DIRECTIONS FOR THIS TASK – Reproduce, word for word, the material from the line containing "Find every instance of the brass statue" through the last line of the material.
------------------------------------------------------------------------
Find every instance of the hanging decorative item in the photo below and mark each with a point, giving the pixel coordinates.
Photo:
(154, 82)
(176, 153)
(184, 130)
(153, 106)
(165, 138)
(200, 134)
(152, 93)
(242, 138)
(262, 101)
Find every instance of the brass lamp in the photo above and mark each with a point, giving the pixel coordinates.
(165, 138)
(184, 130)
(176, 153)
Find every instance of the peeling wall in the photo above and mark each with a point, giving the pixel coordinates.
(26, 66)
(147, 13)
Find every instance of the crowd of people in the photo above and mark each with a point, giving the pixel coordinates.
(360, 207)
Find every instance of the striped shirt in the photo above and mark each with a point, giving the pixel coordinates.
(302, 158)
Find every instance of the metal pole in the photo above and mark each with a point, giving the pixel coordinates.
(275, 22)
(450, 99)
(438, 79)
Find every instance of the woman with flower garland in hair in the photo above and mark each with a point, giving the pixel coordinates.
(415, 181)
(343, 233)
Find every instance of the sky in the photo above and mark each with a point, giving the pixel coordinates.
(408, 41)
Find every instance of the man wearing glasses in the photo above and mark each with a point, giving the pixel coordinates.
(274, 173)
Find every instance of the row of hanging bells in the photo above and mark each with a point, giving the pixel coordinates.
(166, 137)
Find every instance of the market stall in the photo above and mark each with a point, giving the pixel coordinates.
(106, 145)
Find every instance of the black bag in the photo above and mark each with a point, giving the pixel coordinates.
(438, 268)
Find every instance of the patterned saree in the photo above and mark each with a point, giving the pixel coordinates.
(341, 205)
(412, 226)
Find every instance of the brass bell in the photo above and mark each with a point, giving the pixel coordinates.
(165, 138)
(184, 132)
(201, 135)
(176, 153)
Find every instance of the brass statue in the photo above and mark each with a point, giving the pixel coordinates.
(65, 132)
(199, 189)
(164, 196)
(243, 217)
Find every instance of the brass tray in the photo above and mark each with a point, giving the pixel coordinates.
------------------------------------------------------------------------
THE COMPLETED TASK –
Find every instance of the brass statue in the photo above and mark each with a point, giving the pixel coordinates.
(65, 132)
(199, 189)
(164, 196)
(243, 217)
Find every instance of the brass tray in the photo above and mark each with a point, giving the pixel coordinates.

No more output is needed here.